Copy the listing below word for word, keeping every line and character unchanged.

######

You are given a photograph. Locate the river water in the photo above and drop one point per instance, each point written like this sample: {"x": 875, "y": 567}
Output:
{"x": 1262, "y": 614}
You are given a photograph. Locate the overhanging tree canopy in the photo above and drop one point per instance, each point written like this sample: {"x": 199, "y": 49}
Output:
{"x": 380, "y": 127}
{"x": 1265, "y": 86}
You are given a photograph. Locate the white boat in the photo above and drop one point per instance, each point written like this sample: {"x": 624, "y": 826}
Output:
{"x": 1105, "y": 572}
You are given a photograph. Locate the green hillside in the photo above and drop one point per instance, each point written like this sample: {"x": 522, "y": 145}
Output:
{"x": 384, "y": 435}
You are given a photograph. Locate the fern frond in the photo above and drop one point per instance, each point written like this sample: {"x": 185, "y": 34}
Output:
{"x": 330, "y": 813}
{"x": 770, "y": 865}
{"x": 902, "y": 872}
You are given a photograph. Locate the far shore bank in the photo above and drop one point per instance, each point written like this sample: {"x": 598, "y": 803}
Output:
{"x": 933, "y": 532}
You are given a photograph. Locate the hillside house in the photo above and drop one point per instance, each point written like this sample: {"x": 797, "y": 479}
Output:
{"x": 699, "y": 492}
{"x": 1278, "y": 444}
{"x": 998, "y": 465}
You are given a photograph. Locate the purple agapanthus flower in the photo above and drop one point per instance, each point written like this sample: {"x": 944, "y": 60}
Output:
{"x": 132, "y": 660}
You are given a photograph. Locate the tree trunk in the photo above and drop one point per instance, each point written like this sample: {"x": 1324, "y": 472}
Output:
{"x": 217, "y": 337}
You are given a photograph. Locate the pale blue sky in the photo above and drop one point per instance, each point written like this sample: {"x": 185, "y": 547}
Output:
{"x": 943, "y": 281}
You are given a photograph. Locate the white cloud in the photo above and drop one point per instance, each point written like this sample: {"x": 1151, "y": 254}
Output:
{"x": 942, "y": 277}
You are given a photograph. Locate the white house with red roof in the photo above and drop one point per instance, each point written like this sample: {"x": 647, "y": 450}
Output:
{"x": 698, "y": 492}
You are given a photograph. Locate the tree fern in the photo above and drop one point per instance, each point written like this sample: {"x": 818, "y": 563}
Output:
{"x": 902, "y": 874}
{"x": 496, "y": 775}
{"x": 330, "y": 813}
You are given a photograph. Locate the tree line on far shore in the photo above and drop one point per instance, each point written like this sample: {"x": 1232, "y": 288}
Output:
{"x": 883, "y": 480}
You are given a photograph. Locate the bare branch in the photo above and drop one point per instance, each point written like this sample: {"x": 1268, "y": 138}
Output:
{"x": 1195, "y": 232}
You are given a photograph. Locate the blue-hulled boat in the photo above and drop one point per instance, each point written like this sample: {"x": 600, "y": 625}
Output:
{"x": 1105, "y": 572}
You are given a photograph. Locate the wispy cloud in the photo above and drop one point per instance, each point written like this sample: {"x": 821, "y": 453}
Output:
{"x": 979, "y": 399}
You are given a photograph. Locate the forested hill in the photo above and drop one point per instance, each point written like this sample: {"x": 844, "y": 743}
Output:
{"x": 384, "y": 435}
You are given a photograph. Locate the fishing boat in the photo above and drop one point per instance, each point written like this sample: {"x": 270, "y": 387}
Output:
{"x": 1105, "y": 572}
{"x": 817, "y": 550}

######

**Exercise output:**
You are given a photograph. Locate the river water in the photo above and drop one point per instance, each point written like this sample: {"x": 875, "y": 567}
Output:
{"x": 1262, "y": 614}
You are given a photograph. Locate the overhanging tree canopy in the photo above and drop one point per instance, each point written like this sample: {"x": 199, "y": 49}
Output:
{"x": 380, "y": 127}
{"x": 1265, "y": 86}
You are given a photograph. Locate the white boat in the photo above and drop one point per instance, each point written like this sample: {"x": 624, "y": 826}
Output:
{"x": 1105, "y": 572}
You are given a photograph. Locate the green hillside in the photo above and drop one point per instance, each point written like this sample: {"x": 522, "y": 145}
Output:
{"x": 384, "y": 435}
You are given a photograph. Locate the fern frond in the photo above and drop one point per instance, each point written like this sample: {"x": 185, "y": 34}
Output:
{"x": 330, "y": 813}
{"x": 770, "y": 865}
{"x": 902, "y": 872}
You are given a photograph. Locate the far shore bank in the photo above and drop one point per instance, each point written like this sample: {"x": 598, "y": 803}
Output:
{"x": 933, "y": 532}
You are given a photograph. Locate the hillside house in the photo above and drop one point per instance, each point written like this sample: {"x": 797, "y": 479}
Output:
{"x": 699, "y": 492}
{"x": 1278, "y": 444}
{"x": 998, "y": 465}
You are given a photograph. Locate the purple agapanthus flower in the photo above and drop one point per instance, each point written like this sample: {"x": 944, "y": 60}
Output:
{"x": 132, "y": 660}
You are given a photograph. Locate the tree trunk in the photo above and drop one point per instance, each point written like this sample: {"x": 1324, "y": 472}
Output:
{"x": 217, "y": 337}
You are given a photograph. Locate the pale blue sky in the photo above and drop one point per instance, each point written like this sample: {"x": 185, "y": 547}
Output:
{"x": 943, "y": 281}
You are given a photograph. Locate the white cloud in the photo above and drop one point per instance, each point written like this sample: {"x": 1151, "y": 254}
Output:
{"x": 942, "y": 277}
You are given a photograph. Locate the white house with red roof in the photo above and drop one point per instance, each point written like this sample: {"x": 647, "y": 450}
Output:
{"x": 698, "y": 492}
You are given a photograph. Locate the tree fern in the photo above and drop one point per instance, each point written like this sample: {"x": 818, "y": 563}
Output:
{"x": 902, "y": 874}
{"x": 496, "y": 775}
{"x": 330, "y": 813}
You are given a photograph. Locate the tree line on far shore in the photo above and drop one point per instance, each point written like this sample: {"x": 1232, "y": 288}
Output:
{"x": 883, "y": 480}
You are given a photograph. Locate the bare branch in the photo above and drop one point per instance, each point written like this sample: {"x": 1268, "y": 138}
Output:
{"x": 1195, "y": 232}
You are given a photograph. Locate the blue-hulled boat in the photo above and drop one point per instance, each point written like this sample: {"x": 600, "y": 625}
Output:
{"x": 1105, "y": 572}
You are given a photograph. Locate the wispy cloud in the photo above and drop one point per instance, each point written like this sample: {"x": 821, "y": 453}
Output:
{"x": 979, "y": 399}
You are given a photograph. Locate the forested hill in the photo above and drop one point per instance, each point written like this sample: {"x": 844, "y": 743}
Output:
{"x": 384, "y": 435}
You are given a photograph. Locate the fishing boat in the photo above and drop one point per instance, each point written like this sample: {"x": 270, "y": 387}
Output:
{"x": 1105, "y": 572}
{"x": 817, "y": 550}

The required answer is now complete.